### Problem statement
Reproduce word for word the full passage on the "Homeless Jesus" sculpture that appears below.

### Source
When I walked by the homeless man sleeping on a bench, I couldn’t believe he was passed out on such a busy street in downtown Washington, D.C. Then I did a double take. There was something about his feet. Maybe it was the fact he wasn’t wearing any shoes.
Then I saw the scars.
On an edge of sidewalk outside of Catholic Charities is a seven-foot-long sculpture of a homeless man shrouded in a blanket lying on a narrow park bench. “Homeless Jesus” is only identifiable by the crucifixion wounds on his feet.
The best art makes us feel. Sculptor Timothy P. Schmalz’s “Homeless Jesus” is both beautiful and convicting.
If I hadn’t have noticed the feet, I could have just as easily passed it. I might have never seen it at all.
That’s the point.
I immediately recalled the last part of Matthew 25:40: “‘Truly, I say to you, as you did it to one of the least of these my brothers, you did it to me.’
What if the homeless man on the bench stood and addressed me? What if I didn’t know who he was? Would I lecture him about the importance of a man his age getting a job? He’s probably a substance abuser. Could be mentally ill. Where did he go wrong to end up in a place like this?

### Stored records
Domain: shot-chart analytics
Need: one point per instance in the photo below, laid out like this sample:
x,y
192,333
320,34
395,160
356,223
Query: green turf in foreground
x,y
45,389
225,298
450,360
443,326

### Result of this exercise
When I walked by the homeless man sleeping on a bench, I couldn’t believe he was passed out on such a busy street in downtown Washington, D.C. Then I did a double take. There was something about his feet. Maybe it was the fact he wasn’t wearing any shoes.
Then I saw the scars.
On an edge of sidewalk outside of Catholic Charities is a seven-foot-long sculpture of a homeless man shrouded in a blanket lying on a narrow park bench. “Homeless Jesus” is only identifiable by the crucifixion wounds on his feet.
The best art makes us feel. Sculptor Timothy P. Schmalz’s “Homeless Jesus” is both beautiful and convicting.
If I hadn’t have noticed the feet, I could have just as easily passed it. I might have never seen it at all.
That’s the point.
I immediately recalled the last part of Matthew 25:40: “‘Truly, I say to you, as you did it to one of the least of these my brothers, you did it to me.’
What if the homeless man on the bench stood and addressed me? What if I didn’t know who he was? Would I lecture him about the importance of a man his age getting a job? He’s probably a substance abuser. Could be mentally ill. Where did he go wrong to end up in a place like this?